— Description of the task —
Copy the records below word for word, from their first line through the line containing "point(568, 211)", and leave out the pictures.

— Point placement records —
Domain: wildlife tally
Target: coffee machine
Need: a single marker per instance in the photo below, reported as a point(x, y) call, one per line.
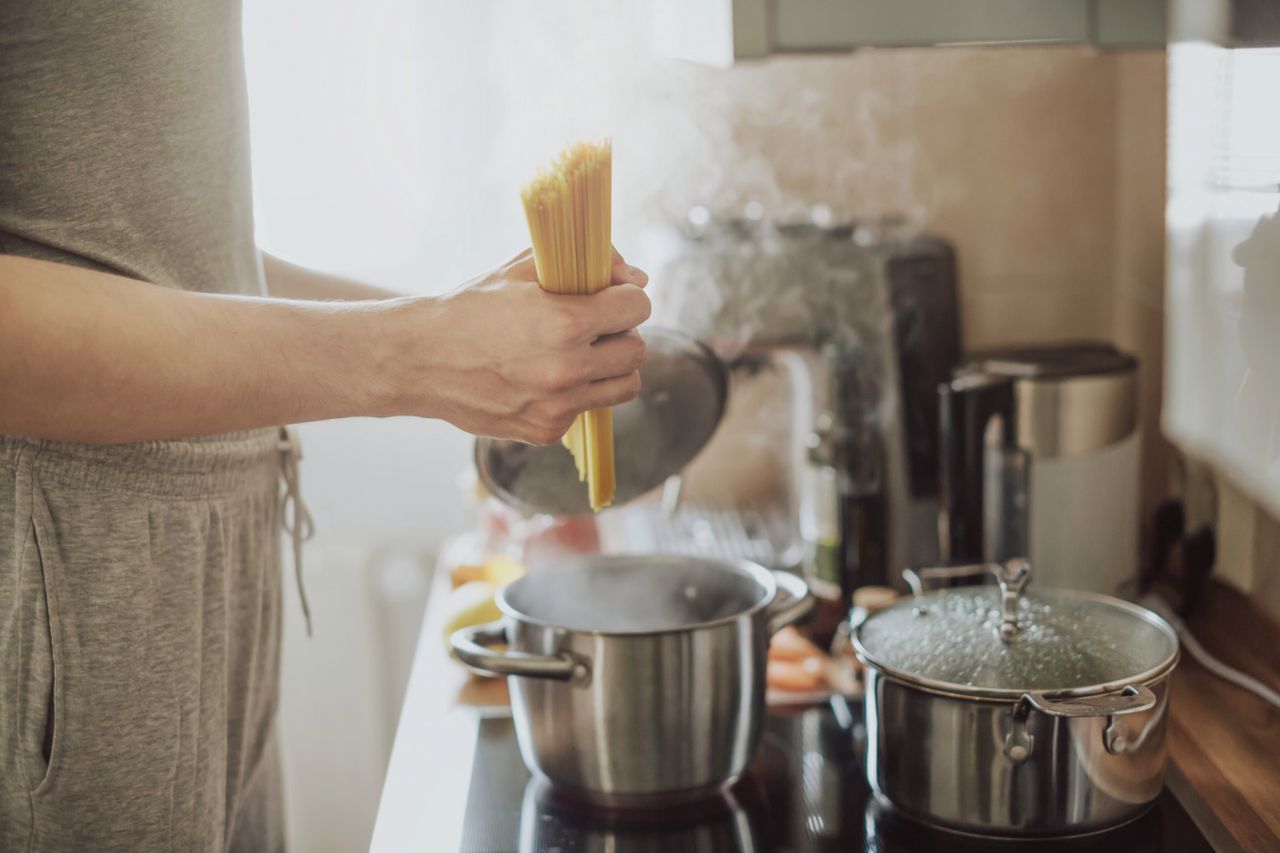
point(1041, 460)
point(836, 337)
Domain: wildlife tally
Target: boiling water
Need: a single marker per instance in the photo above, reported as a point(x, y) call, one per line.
point(1064, 643)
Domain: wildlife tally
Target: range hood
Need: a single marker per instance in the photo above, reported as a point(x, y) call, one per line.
point(721, 32)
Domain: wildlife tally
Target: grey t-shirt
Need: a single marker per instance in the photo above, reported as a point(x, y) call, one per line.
point(124, 140)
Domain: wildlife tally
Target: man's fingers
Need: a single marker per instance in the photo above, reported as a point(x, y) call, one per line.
point(615, 309)
point(625, 273)
point(603, 393)
point(616, 355)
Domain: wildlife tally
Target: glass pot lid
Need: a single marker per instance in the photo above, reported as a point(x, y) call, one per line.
point(999, 641)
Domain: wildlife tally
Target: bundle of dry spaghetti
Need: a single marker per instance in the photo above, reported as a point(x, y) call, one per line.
point(568, 211)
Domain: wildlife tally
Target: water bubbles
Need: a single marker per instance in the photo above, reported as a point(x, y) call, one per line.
point(1064, 642)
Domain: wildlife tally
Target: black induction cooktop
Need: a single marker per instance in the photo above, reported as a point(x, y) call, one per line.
point(805, 792)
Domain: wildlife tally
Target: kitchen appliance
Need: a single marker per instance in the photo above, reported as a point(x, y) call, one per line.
point(1041, 460)
point(634, 678)
point(839, 336)
point(805, 792)
point(789, 404)
point(1014, 712)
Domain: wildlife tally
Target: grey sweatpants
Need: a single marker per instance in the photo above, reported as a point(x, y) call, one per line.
point(140, 629)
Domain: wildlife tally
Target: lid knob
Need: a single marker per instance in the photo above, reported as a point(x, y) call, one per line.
point(1011, 575)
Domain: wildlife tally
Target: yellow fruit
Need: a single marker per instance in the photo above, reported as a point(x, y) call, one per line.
point(469, 605)
point(502, 570)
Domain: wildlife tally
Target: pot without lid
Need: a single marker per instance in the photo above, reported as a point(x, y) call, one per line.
point(1000, 746)
point(638, 676)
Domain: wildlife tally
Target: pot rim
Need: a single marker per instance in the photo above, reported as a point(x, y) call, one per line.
point(758, 573)
point(1013, 694)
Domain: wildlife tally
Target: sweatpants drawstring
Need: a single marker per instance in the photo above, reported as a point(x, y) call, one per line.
point(295, 519)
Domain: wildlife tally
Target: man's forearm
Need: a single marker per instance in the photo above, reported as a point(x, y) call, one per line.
point(292, 282)
point(96, 357)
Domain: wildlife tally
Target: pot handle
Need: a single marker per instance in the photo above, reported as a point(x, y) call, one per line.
point(472, 647)
point(791, 602)
point(1134, 698)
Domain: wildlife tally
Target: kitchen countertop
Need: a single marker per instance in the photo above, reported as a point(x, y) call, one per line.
point(1224, 743)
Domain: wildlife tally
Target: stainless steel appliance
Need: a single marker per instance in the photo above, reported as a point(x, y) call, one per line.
point(1041, 460)
point(836, 337)
point(634, 678)
point(1013, 712)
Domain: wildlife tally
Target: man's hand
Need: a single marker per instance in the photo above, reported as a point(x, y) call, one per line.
point(499, 356)
point(90, 356)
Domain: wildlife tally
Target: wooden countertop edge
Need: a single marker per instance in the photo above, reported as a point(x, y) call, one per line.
point(1224, 743)
point(435, 735)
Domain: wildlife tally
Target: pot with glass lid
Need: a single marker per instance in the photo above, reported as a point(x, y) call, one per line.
point(1004, 711)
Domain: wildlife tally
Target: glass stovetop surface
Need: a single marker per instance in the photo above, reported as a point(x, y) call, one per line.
point(805, 792)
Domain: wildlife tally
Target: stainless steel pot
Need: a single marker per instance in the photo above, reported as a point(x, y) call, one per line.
point(636, 676)
point(999, 712)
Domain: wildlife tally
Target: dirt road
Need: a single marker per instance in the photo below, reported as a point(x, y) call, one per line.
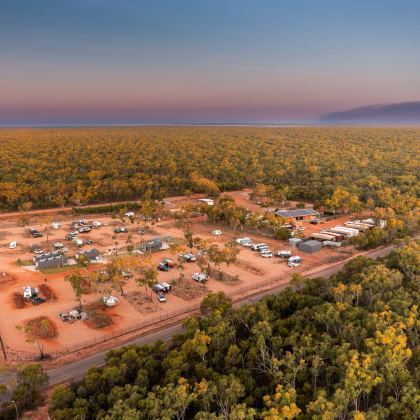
point(74, 371)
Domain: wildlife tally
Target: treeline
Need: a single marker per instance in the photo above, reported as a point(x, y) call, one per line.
point(54, 167)
point(342, 348)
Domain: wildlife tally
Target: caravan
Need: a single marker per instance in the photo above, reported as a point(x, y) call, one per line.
point(294, 261)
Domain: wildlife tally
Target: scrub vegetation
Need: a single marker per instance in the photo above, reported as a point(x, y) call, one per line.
point(339, 348)
point(74, 166)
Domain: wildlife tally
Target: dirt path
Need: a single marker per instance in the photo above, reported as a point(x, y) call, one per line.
point(75, 370)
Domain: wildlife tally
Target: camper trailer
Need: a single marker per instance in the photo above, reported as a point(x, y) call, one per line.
point(294, 261)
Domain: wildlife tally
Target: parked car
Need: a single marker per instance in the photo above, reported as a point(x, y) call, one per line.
point(189, 257)
point(200, 277)
point(85, 229)
point(267, 254)
point(163, 266)
point(169, 262)
point(294, 261)
point(161, 298)
point(158, 288)
point(109, 300)
point(256, 247)
point(35, 233)
point(244, 241)
point(120, 230)
point(127, 273)
point(36, 300)
point(166, 287)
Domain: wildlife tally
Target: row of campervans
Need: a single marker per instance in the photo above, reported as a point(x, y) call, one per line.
point(265, 252)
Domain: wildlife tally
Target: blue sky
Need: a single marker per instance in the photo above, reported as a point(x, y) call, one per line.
point(101, 61)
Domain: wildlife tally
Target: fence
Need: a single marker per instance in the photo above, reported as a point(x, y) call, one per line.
point(189, 309)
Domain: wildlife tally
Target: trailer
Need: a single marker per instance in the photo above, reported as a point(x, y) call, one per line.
point(347, 232)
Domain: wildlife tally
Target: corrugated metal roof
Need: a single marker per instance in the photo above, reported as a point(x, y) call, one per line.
point(297, 213)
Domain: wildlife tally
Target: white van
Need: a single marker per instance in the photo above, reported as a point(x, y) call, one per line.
point(256, 247)
point(294, 261)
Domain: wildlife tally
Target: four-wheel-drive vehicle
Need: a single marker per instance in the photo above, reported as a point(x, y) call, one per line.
point(166, 286)
point(71, 236)
point(256, 247)
point(85, 229)
point(158, 288)
point(284, 254)
point(244, 242)
point(35, 233)
point(161, 298)
point(163, 266)
point(73, 315)
point(189, 257)
point(294, 261)
point(36, 300)
point(110, 300)
point(168, 261)
point(267, 254)
point(120, 230)
point(200, 277)
point(127, 273)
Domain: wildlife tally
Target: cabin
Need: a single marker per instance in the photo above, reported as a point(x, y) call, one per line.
point(298, 214)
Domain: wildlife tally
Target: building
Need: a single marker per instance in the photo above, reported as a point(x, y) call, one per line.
point(50, 260)
point(208, 201)
point(310, 246)
point(298, 214)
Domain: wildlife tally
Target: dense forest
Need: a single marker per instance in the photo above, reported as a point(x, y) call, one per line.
point(339, 348)
point(53, 167)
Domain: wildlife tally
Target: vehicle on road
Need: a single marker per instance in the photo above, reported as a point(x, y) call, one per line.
point(200, 277)
point(120, 230)
point(161, 298)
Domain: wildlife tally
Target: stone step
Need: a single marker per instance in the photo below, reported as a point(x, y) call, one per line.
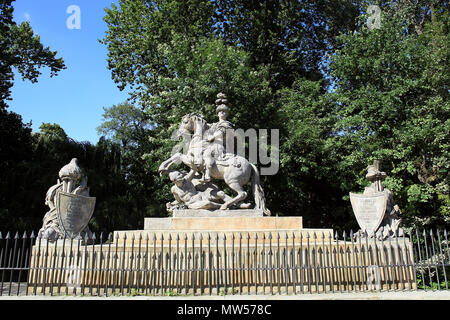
point(223, 223)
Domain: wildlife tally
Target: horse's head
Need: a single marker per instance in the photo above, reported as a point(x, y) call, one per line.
point(194, 124)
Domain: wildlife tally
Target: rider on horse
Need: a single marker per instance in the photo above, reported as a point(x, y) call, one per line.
point(218, 137)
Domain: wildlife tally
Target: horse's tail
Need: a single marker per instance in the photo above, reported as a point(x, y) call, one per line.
point(258, 193)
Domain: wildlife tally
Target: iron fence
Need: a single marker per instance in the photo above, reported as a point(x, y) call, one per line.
point(215, 263)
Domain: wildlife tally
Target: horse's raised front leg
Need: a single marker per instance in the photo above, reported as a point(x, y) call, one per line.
point(241, 195)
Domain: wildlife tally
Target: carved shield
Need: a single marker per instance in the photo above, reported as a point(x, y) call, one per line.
point(369, 210)
point(74, 211)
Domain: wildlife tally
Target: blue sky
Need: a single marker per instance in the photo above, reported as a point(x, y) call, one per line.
point(73, 99)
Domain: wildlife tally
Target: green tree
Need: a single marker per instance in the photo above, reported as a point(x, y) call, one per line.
point(392, 93)
point(21, 49)
point(124, 124)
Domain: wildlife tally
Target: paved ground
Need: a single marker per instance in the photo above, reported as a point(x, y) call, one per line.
point(415, 295)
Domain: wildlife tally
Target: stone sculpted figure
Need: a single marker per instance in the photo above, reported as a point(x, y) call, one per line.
point(207, 154)
point(205, 196)
point(217, 137)
point(71, 181)
point(390, 225)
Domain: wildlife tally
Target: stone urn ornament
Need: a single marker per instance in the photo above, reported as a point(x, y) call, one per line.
point(375, 209)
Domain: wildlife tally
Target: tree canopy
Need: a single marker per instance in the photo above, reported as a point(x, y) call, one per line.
point(22, 50)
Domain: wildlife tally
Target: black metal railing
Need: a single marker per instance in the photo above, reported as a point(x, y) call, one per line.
point(220, 263)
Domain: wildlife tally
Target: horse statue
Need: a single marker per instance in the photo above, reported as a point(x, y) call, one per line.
point(234, 170)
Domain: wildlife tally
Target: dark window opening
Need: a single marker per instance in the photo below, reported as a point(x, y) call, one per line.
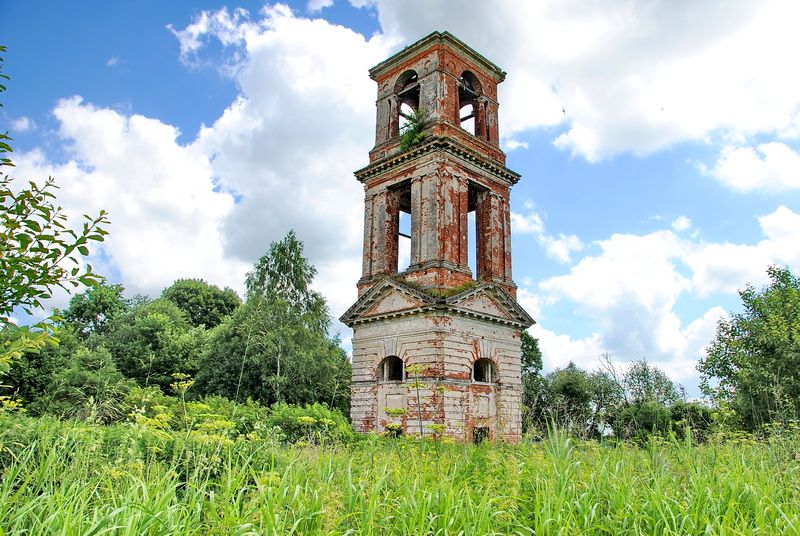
point(394, 430)
point(484, 371)
point(480, 434)
point(469, 92)
point(472, 257)
point(404, 225)
point(404, 242)
point(476, 233)
point(390, 369)
point(467, 117)
point(407, 92)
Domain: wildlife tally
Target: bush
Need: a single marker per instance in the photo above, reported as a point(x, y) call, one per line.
point(315, 423)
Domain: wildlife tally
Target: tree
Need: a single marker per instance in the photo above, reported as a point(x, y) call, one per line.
point(569, 398)
point(32, 373)
point(90, 388)
point(647, 383)
point(152, 342)
point(93, 310)
point(753, 364)
point(283, 278)
point(275, 347)
point(38, 253)
point(533, 385)
point(204, 304)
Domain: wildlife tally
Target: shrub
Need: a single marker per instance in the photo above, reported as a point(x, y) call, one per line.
point(315, 423)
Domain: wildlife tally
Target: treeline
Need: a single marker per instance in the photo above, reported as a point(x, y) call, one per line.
point(201, 358)
point(114, 354)
point(633, 404)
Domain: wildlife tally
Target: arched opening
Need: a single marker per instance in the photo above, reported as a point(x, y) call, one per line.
point(390, 369)
point(406, 91)
point(484, 371)
point(469, 91)
point(404, 224)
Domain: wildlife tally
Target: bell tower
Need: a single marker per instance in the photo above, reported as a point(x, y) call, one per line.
point(436, 325)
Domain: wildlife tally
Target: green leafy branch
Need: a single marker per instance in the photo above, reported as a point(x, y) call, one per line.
point(413, 132)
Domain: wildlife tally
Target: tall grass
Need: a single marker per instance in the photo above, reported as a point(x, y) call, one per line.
point(67, 478)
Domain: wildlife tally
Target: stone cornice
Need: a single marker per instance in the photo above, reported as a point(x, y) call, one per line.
point(437, 38)
point(443, 144)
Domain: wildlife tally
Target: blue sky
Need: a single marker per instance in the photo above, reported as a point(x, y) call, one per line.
point(659, 145)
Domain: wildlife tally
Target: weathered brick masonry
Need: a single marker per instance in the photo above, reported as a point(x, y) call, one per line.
point(461, 332)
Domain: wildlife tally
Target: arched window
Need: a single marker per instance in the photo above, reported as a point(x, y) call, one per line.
point(406, 90)
point(390, 369)
point(469, 91)
point(484, 371)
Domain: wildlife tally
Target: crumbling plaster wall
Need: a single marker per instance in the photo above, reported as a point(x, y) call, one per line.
point(446, 347)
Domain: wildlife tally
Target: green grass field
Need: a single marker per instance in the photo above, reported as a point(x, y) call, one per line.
point(67, 478)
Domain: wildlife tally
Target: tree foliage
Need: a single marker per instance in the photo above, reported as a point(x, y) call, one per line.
point(152, 342)
point(39, 252)
point(275, 347)
point(94, 309)
point(753, 364)
point(204, 304)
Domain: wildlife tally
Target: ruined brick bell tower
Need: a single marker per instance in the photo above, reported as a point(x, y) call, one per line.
point(436, 325)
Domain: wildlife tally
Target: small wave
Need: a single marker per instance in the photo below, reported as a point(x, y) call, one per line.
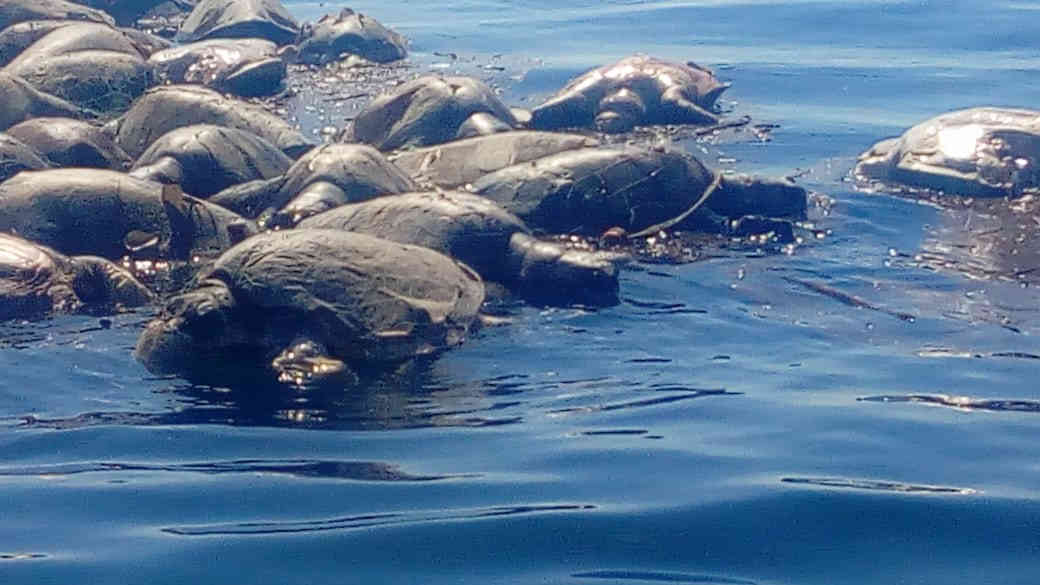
point(358, 471)
point(660, 577)
point(644, 402)
point(22, 556)
point(963, 403)
point(876, 485)
point(368, 520)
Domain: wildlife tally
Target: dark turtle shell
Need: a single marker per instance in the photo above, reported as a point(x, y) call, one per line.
point(365, 300)
point(977, 152)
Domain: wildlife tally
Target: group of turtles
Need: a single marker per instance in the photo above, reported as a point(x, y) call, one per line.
point(118, 144)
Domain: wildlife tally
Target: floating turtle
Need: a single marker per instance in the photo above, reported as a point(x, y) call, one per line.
point(14, 11)
point(239, 19)
point(107, 213)
point(17, 156)
point(427, 110)
point(349, 33)
point(91, 65)
point(242, 67)
point(366, 301)
point(977, 152)
point(323, 178)
point(459, 162)
point(633, 92)
point(167, 107)
point(71, 143)
point(589, 191)
point(493, 242)
point(36, 281)
point(204, 159)
point(22, 101)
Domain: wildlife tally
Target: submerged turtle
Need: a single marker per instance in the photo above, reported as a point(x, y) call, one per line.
point(205, 159)
point(493, 242)
point(242, 67)
point(71, 143)
point(36, 281)
point(239, 19)
point(351, 33)
point(17, 156)
point(429, 110)
point(22, 101)
point(633, 92)
point(92, 65)
point(459, 162)
point(592, 189)
point(108, 213)
point(14, 11)
point(366, 301)
point(326, 177)
point(167, 107)
point(977, 152)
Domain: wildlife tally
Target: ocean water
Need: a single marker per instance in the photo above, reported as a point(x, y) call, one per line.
point(862, 409)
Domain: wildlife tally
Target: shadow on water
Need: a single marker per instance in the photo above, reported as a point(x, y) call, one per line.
point(358, 471)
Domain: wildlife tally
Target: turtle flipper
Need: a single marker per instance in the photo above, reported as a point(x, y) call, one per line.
point(676, 107)
point(306, 362)
point(570, 110)
point(547, 273)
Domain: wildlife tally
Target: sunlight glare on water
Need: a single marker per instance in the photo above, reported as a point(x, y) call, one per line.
point(860, 409)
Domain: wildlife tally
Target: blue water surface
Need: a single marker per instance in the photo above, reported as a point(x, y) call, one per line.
point(756, 417)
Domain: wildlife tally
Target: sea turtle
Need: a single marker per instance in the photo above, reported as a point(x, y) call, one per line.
point(426, 110)
point(22, 101)
point(589, 191)
point(242, 67)
point(239, 19)
point(463, 161)
point(493, 242)
point(352, 33)
point(14, 11)
point(36, 281)
point(107, 213)
point(71, 143)
point(17, 156)
point(635, 91)
point(127, 13)
point(204, 159)
point(367, 302)
point(976, 152)
point(326, 177)
point(166, 107)
point(91, 65)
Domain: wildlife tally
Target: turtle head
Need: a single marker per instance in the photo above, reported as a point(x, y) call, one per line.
point(100, 285)
point(547, 273)
point(620, 111)
point(192, 332)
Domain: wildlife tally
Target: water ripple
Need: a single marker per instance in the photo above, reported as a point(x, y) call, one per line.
point(661, 577)
point(878, 485)
point(961, 403)
point(358, 471)
point(369, 520)
point(692, 393)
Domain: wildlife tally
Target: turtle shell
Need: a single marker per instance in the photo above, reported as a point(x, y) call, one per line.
point(366, 301)
point(464, 226)
point(977, 152)
point(239, 19)
point(164, 108)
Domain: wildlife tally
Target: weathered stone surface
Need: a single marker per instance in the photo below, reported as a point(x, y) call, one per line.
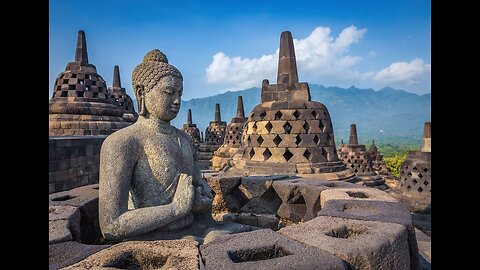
point(79, 91)
point(425, 248)
point(191, 129)
point(58, 231)
point(121, 99)
point(150, 186)
point(301, 196)
point(256, 220)
point(369, 194)
point(64, 223)
point(287, 128)
point(76, 197)
point(265, 249)
point(264, 200)
point(227, 195)
point(167, 254)
point(392, 212)
point(67, 253)
point(362, 244)
point(233, 139)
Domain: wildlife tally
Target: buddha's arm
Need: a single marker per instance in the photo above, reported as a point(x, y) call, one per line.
point(116, 221)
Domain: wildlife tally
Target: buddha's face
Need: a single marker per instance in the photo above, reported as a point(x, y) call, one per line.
point(163, 100)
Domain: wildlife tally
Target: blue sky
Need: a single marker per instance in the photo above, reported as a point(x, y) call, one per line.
point(232, 45)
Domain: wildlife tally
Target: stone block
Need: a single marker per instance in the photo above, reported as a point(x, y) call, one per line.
point(370, 194)
point(77, 197)
point(167, 254)
point(264, 249)
point(67, 253)
point(391, 212)
point(362, 244)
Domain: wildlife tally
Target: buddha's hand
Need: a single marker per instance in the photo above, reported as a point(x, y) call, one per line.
point(183, 197)
point(203, 199)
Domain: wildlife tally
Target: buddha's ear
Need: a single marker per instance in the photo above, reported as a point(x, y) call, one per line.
point(140, 93)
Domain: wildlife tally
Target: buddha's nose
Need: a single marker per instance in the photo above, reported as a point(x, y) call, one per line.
point(176, 101)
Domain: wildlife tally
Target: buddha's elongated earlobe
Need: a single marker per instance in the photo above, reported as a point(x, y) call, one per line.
point(139, 92)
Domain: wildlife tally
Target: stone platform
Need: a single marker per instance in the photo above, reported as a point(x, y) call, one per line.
point(355, 229)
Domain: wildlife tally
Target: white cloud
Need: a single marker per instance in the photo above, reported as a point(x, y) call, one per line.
point(404, 72)
point(321, 58)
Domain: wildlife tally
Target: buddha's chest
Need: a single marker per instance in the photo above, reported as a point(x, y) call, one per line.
point(163, 158)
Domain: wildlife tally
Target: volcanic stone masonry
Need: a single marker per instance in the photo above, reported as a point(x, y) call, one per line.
point(214, 136)
point(233, 139)
point(191, 129)
point(378, 164)
point(287, 132)
point(415, 175)
point(81, 104)
point(119, 97)
point(356, 157)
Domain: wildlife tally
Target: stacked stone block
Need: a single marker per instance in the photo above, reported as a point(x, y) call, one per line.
point(73, 161)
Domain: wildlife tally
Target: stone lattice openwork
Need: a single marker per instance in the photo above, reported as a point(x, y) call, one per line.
point(120, 99)
point(214, 136)
point(356, 157)
point(233, 138)
point(81, 104)
point(191, 129)
point(287, 132)
point(215, 132)
point(415, 173)
point(378, 164)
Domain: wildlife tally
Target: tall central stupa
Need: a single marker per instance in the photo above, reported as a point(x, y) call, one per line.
point(287, 132)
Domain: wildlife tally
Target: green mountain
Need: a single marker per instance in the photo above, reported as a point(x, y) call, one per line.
point(388, 115)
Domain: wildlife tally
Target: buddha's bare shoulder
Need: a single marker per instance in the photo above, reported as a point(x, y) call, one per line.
point(127, 138)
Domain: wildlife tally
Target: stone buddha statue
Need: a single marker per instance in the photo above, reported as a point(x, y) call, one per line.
point(150, 186)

— Final answer —
Domain: wildlife tally
Target: coffee machine
Need: a single marker per instance in the photo below, reported as a point(x, y) call, one per line.
point(1041, 460)
point(836, 337)
Domain: wildlife tally
Target: boiling water
Need: a single marker per instance in the photo above, reported as a point(x, y) call, one per line.
point(1064, 643)
Domain: wildlife tally
Target: range hood
Need: a single marker per instance in the photo above, reported as a point(x, y) call, one per line.
point(721, 32)
Domain: wildlife tally
Target: grey t-shirt
Need: a single marker per instance in the photo above, reported as a point(x, y) call, one per line.
point(124, 140)
Domain: wildlife tally
Target: man's fingers
Need: a single marker per instance in the photo above, reported as a point(x, y) call, one per line.
point(615, 309)
point(625, 273)
point(603, 393)
point(616, 355)
Domain: wildlife tally
Target: glass pot lid
Need: a single marker per instance in the photo above, reported as a point(x, y) call, one per line.
point(999, 641)
Domain: wildlife tally
Target: bundle of dry spaghetti
Need: a single marker per instance in the photo above, reported as a point(x, y) call, one per line.
point(568, 211)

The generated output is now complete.